__SET EXERCISE__: Starting from the line containing "the green treeline", write out every remaining line exactly, the last one included.

__PROVIDED DATA__:
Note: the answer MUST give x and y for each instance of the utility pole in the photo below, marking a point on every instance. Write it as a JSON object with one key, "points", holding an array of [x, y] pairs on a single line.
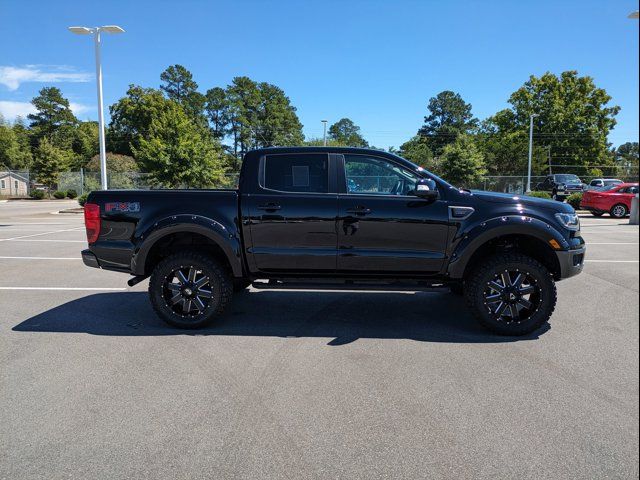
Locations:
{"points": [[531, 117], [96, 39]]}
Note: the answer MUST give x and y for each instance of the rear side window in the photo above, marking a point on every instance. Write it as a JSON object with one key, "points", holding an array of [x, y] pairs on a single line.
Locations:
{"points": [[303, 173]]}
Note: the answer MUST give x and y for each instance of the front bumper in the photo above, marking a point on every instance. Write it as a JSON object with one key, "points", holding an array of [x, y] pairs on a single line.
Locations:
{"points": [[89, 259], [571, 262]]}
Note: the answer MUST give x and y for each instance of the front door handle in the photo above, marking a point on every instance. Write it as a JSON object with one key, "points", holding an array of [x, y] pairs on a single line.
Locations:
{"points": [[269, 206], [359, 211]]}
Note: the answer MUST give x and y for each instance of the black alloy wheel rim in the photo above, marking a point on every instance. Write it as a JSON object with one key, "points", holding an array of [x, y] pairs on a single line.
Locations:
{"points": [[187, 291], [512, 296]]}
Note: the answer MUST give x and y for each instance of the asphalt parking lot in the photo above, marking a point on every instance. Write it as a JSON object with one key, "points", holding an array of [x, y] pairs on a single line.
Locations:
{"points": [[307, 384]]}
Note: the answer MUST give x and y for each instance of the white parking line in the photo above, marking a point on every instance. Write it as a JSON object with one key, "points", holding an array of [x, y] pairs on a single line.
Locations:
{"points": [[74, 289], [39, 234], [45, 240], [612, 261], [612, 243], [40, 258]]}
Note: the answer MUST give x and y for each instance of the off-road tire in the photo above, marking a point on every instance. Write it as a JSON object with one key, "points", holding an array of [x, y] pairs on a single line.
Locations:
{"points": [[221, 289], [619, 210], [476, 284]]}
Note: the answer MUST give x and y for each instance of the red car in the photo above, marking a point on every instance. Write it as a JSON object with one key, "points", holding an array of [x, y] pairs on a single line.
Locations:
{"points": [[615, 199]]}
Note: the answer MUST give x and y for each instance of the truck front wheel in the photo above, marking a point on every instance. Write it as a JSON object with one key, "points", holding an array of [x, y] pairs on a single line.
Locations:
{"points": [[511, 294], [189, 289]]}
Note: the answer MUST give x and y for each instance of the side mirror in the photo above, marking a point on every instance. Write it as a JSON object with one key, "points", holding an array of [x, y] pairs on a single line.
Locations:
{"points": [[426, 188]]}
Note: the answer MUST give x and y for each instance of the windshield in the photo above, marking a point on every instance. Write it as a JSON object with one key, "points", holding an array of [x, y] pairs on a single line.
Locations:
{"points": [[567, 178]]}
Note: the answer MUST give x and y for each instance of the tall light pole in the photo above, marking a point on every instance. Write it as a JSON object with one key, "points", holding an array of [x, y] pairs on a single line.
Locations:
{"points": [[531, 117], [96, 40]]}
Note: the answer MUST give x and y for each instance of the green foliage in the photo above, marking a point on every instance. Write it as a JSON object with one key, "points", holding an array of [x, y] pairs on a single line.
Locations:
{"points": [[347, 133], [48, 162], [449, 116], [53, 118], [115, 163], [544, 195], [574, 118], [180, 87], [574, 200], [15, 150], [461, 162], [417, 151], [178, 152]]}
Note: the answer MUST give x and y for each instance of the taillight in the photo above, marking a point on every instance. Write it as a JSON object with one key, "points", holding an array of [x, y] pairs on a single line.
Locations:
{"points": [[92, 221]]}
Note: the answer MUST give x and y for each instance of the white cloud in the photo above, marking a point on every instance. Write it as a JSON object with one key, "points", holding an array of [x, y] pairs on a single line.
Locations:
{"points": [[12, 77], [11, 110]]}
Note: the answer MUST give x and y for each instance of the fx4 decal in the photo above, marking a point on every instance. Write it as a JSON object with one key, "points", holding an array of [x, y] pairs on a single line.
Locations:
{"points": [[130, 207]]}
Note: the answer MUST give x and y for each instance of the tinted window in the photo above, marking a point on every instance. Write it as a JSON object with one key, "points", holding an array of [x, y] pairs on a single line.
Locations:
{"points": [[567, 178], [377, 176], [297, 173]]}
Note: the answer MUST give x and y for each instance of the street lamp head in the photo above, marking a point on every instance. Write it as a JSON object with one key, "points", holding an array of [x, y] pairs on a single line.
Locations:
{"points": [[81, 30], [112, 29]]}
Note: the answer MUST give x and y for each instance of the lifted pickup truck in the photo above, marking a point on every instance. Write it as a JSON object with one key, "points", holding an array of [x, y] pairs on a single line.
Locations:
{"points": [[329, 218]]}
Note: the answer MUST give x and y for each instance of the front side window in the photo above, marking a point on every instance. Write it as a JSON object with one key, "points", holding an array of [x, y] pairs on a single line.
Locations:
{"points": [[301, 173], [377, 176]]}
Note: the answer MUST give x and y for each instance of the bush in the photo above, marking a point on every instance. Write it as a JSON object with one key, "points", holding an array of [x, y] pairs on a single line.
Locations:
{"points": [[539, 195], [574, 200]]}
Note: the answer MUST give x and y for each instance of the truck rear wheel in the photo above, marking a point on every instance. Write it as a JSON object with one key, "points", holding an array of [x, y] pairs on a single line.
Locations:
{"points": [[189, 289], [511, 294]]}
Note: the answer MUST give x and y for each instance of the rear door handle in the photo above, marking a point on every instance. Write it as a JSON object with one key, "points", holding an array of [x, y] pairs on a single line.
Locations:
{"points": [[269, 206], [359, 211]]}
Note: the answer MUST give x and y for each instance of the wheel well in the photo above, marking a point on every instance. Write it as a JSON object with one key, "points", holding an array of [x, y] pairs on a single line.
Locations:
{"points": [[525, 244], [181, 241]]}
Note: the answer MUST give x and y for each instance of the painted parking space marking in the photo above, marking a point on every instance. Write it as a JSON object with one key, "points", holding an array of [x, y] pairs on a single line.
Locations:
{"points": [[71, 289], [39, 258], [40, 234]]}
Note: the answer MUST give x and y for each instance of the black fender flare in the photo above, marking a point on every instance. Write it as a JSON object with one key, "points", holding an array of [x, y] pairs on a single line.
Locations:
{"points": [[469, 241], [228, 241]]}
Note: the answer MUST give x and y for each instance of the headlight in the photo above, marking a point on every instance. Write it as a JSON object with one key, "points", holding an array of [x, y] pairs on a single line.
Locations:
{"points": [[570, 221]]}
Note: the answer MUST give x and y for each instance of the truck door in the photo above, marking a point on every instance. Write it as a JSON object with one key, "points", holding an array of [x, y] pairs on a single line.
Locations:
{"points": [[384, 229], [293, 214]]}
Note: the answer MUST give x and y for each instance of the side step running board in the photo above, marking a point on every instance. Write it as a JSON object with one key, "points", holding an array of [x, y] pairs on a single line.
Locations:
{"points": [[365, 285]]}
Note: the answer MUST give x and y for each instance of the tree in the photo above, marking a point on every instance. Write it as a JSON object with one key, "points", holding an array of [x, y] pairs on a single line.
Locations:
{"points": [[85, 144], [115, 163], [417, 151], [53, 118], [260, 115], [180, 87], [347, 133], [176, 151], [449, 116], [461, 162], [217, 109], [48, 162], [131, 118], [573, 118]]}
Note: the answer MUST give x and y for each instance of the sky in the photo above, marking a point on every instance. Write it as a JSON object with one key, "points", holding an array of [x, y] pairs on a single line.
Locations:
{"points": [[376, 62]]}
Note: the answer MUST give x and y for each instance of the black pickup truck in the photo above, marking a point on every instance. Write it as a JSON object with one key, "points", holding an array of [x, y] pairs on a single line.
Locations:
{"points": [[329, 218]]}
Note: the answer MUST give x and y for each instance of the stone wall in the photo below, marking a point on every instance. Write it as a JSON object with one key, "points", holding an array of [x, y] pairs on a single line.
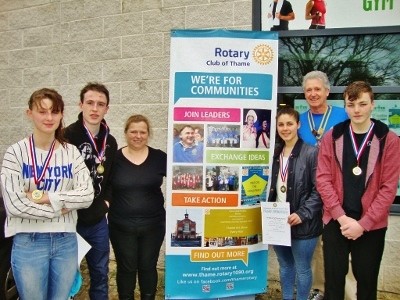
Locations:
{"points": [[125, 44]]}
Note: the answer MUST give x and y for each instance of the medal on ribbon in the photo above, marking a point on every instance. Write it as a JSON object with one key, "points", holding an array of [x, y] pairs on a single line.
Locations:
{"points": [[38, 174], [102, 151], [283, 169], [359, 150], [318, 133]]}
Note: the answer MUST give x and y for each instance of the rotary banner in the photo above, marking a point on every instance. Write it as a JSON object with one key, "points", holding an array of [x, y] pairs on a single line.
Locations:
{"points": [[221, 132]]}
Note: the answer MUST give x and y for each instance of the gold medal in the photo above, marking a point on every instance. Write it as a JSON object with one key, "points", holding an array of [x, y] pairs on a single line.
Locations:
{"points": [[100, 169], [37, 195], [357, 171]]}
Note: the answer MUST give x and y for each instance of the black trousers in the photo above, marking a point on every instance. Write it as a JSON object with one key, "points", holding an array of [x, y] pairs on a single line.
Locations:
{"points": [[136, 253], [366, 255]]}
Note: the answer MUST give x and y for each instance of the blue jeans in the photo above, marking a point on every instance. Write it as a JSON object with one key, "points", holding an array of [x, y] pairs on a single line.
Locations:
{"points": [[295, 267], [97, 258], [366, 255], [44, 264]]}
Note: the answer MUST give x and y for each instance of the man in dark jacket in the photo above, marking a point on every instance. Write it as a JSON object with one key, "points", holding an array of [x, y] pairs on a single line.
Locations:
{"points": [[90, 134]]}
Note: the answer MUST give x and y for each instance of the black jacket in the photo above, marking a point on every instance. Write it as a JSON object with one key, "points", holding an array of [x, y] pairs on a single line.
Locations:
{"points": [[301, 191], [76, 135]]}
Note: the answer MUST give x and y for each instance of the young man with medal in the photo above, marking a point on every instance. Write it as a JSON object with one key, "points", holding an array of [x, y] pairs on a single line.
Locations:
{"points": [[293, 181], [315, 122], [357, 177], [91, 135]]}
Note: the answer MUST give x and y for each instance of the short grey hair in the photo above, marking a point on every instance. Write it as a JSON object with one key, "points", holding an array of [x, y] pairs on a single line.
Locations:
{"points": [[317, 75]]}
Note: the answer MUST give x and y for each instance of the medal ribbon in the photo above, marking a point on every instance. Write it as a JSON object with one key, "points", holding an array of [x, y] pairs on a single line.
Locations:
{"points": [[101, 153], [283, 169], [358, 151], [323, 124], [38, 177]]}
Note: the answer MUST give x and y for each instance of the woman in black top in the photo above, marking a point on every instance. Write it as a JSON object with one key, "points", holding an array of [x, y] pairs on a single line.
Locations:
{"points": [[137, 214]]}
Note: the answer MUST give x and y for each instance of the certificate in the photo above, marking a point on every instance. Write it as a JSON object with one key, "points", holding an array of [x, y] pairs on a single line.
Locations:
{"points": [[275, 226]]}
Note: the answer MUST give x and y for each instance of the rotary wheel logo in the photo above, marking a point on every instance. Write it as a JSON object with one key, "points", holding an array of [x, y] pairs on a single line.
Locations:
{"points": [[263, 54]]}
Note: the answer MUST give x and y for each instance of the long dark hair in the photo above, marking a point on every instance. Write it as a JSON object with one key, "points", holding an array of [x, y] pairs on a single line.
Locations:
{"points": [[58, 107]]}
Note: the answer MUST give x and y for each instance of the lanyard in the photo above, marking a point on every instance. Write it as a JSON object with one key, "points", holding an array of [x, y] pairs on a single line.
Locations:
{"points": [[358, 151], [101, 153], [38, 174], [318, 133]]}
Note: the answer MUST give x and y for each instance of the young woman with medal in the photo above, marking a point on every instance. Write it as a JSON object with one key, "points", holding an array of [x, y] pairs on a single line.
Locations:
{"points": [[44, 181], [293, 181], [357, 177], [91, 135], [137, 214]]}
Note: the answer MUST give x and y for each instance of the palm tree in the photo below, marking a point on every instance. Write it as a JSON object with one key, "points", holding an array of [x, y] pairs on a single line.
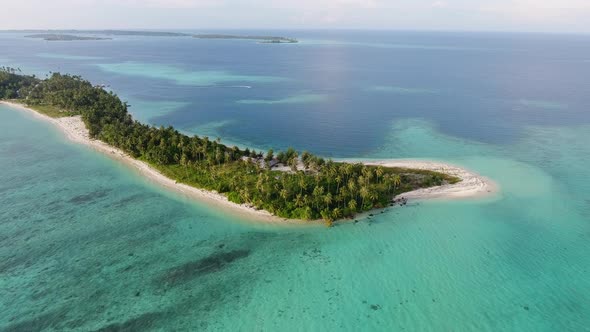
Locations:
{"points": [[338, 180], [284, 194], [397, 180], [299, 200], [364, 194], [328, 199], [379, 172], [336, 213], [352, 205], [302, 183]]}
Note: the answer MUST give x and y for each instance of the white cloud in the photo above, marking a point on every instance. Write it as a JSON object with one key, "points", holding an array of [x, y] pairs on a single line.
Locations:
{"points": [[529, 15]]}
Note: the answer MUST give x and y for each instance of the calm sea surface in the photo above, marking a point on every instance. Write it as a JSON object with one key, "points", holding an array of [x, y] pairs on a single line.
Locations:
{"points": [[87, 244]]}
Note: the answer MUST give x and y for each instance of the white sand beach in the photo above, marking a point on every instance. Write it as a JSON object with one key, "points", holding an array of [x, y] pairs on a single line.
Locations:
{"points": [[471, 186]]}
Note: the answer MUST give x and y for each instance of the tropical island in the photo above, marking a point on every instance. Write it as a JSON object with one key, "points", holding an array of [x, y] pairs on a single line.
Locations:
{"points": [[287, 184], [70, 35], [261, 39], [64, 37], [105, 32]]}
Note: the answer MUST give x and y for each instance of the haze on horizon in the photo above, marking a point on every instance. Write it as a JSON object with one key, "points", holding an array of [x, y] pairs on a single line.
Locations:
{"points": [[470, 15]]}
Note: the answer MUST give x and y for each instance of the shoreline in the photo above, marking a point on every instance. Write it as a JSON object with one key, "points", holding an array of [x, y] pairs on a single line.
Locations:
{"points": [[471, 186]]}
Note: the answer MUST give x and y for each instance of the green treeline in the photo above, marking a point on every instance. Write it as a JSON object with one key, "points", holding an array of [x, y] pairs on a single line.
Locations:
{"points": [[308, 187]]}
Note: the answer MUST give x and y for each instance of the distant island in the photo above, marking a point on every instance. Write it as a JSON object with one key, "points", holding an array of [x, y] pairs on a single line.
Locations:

__EXERCISE ANSWER__:
Note: the answer MUST give x and y for each instance of the green treeline in the photo above, marking a point on every instance. Write it as a JSON object with one key, "points", holding an array of [x, y] pairs on a single line.
Locations:
{"points": [[308, 187]]}
Note: the answer MUST give x and y for each instance of the distant island in the photo above, marking a point on every instance. Write it as a JSON object with one key, "points", holding an array of [x, y] pairs on a single line.
Locations:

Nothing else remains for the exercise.